▸ Vereiste:
Hernoem in de hele lijst "match analytics" naar "sports analytics" en geef de lijst verder ongewijzigd terug. Laat daarbij de afbeeldingen weg.

▸ Opgeslagen gegevens:
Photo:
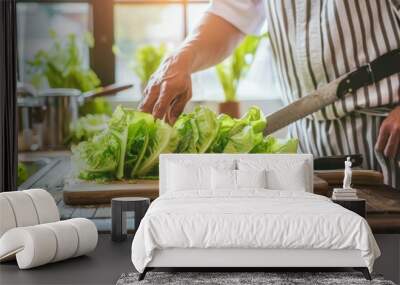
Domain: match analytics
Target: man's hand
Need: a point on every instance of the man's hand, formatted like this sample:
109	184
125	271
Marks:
389	134
169	89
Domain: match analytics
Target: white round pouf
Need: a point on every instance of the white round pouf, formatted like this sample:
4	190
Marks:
45	205
52	242
7	216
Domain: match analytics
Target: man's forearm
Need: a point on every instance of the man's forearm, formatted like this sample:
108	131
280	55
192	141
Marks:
211	42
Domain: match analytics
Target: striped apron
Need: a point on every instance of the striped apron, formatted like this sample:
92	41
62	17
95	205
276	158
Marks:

▸ Juist antwoord:
Photo:
Domain: sports analytics
Target: man's hand
Need: a point on every instance of the man's hand, formatted like this sample:
109	184
125	271
Marks:
389	134
169	89
Domain: sports analytics
Target: white round pouf
Need: a point on every instance of the white round pouf, formatted like this sample:
4	190
Marks:
45	205
52	242
7	216
Domain: sports analytics
Target: man's forearm
Need: a point on every instance of the man's forearm, formatted like this sample:
108	131
280	55
192	141
Marks:
211	42
Domain: sports analytics
Target: striped apron
Need: a point on every instance of the striped apron, formatted like this sample:
92	41
62	17
95	205
276	158
Marks:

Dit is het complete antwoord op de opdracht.